## start Dataset

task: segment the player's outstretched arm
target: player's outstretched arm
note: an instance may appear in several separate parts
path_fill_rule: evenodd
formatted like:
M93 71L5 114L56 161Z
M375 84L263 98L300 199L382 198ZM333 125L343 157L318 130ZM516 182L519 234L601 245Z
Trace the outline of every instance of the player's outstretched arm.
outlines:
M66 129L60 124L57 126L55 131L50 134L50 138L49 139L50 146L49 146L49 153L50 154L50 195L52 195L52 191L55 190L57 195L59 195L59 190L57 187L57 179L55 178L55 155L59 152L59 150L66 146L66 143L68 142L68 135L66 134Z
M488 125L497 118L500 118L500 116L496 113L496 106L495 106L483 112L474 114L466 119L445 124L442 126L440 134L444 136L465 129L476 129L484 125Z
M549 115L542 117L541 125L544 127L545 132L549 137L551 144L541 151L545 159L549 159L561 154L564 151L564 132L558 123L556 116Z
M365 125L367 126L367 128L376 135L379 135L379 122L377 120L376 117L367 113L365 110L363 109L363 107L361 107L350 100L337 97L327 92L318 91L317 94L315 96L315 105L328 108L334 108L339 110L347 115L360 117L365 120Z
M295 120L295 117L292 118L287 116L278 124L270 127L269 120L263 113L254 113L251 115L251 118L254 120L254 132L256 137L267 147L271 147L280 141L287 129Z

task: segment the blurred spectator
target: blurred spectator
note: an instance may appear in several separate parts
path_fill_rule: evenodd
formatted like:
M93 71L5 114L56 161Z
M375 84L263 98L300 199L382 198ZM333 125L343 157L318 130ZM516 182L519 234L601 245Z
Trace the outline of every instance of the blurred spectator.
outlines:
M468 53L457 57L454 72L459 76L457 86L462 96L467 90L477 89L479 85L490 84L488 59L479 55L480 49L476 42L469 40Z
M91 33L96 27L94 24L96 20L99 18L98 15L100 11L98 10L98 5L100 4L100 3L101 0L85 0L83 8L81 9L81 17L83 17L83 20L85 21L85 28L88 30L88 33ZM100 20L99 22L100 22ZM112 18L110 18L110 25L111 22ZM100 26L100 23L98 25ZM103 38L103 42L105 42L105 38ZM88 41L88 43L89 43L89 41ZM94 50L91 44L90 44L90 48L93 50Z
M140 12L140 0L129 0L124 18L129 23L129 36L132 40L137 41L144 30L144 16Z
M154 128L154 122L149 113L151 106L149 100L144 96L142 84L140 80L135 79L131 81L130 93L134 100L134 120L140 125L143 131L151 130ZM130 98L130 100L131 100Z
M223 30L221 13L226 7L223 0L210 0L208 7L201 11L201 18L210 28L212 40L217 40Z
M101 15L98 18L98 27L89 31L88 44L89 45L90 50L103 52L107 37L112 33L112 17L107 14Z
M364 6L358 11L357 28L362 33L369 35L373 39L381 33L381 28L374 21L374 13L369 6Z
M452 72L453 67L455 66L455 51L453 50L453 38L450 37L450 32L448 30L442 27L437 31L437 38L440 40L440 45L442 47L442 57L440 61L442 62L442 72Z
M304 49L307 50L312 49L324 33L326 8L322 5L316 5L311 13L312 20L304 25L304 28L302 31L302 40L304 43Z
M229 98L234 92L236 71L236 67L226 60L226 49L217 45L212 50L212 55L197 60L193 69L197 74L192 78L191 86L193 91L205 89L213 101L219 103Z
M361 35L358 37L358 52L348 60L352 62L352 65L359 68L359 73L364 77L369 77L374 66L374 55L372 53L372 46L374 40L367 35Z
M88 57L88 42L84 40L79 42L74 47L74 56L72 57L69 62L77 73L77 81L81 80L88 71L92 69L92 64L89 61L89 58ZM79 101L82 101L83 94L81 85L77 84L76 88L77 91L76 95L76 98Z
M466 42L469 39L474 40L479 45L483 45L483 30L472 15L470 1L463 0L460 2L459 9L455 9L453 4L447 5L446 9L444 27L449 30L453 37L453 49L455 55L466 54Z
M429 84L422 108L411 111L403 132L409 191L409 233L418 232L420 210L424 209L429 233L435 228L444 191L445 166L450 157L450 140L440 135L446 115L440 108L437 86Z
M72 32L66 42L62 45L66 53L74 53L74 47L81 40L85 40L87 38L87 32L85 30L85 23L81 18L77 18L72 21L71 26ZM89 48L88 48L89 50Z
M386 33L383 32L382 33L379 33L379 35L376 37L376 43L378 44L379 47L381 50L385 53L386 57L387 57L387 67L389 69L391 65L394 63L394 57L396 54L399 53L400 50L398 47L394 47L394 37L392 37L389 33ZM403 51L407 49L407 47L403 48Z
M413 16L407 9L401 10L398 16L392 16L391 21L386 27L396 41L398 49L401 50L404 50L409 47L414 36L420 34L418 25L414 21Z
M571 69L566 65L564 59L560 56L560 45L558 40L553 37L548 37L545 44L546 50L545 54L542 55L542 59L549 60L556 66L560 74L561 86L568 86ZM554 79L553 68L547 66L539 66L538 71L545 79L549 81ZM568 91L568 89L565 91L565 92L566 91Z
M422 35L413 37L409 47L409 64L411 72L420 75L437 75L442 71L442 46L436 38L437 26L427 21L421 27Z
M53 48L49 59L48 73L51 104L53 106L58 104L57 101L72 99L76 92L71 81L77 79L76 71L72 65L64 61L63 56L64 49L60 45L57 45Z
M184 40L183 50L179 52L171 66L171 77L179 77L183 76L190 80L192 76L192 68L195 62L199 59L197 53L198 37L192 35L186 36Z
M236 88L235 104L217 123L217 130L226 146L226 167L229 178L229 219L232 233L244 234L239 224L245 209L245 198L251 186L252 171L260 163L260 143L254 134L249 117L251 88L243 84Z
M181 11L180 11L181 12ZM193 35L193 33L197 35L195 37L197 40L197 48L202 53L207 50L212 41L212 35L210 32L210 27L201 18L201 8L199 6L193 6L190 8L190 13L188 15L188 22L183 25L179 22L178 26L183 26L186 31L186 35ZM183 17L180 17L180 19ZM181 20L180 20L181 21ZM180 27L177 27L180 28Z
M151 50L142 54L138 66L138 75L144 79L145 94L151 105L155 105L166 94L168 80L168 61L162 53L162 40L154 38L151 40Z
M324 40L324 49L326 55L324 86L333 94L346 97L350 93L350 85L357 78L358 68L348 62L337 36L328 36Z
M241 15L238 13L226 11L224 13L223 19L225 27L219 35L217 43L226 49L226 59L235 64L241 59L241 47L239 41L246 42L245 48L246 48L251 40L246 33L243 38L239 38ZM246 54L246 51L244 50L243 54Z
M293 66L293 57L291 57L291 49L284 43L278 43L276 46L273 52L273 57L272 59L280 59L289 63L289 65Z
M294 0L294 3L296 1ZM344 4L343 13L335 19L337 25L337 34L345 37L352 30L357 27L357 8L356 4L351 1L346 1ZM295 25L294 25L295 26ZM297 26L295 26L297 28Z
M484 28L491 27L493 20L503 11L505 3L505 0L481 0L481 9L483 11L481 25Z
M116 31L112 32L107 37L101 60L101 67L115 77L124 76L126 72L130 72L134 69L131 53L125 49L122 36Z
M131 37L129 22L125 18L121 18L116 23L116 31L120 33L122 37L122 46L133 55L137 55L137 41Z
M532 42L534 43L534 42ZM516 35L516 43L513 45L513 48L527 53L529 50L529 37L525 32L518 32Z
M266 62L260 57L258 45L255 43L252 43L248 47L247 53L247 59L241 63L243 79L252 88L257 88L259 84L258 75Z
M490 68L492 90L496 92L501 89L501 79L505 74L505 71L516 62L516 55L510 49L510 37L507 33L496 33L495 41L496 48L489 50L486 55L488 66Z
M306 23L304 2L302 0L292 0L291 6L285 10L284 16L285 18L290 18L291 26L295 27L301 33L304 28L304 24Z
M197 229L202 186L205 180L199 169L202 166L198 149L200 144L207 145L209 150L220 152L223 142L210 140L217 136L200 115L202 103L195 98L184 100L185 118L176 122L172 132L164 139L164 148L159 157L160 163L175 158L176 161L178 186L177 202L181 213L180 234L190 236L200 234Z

## end Dataset

» **Exercise goal**
Quote the stretch of the listing from the line containing "task: segment the blurred spectator" through the line containing "M364 6L358 11L357", with both of those lines included, reproducing every line verbatim.

» **Solution**
task: segment the blurred spectator
target: blurred spectator
note: an instance may appear in several separate parts
path_fill_rule: evenodd
formatted like:
M93 71L5 114L56 161Z
M375 84L263 98L300 199L382 198ZM333 125L343 157L318 130ZM516 182L519 234L601 245Z
Trace the outline of every instance of the blurred spectator.
outlines:
M468 53L457 57L454 72L459 76L457 86L462 96L467 90L477 89L479 85L490 84L488 59L479 55L480 49L476 42L469 40Z
M91 33L96 27L94 24L96 20L99 18L98 15L100 11L98 10L98 5L100 4L100 3L101 0L85 0L83 8L81 9L81 17L83 17L83 20L85 21L85 28L88 30L88 33ZM100 20L99 22L100 22ZM112 18L110 18L110 25L111 22ZM100 26L100 23L98 25ZM103 38L103 42L105 42L105 38ZM88 41L88 43L89 43L89 41ZM94 50L91 44L90 44L90 48L93 50Z
M140 12L140 0L129 0L124 18L129 23L129 36L132 40L137 41L144 30L144 16Z
M154 128L154 122L149 113L151 106L149 100L144 96L142 84L140 80L135 79L131 81L130 93L134 100L134 120L140 125L143 131L151 130ZM130 98L130 100L131 100Z
M223 30L221 13L226 7L223 0L210 0L208 7L201 11L201 18L210 28L212 40L217 40Z
M101 15L98 18L98 27L89 31L88 44L89 45L90 50L103 52L107 37L112 33L112 17L107 14Z
M364 6L358 11L357 28L362 33L369 35L373 39L381 33L381 28L374 21L374 13L369 6Z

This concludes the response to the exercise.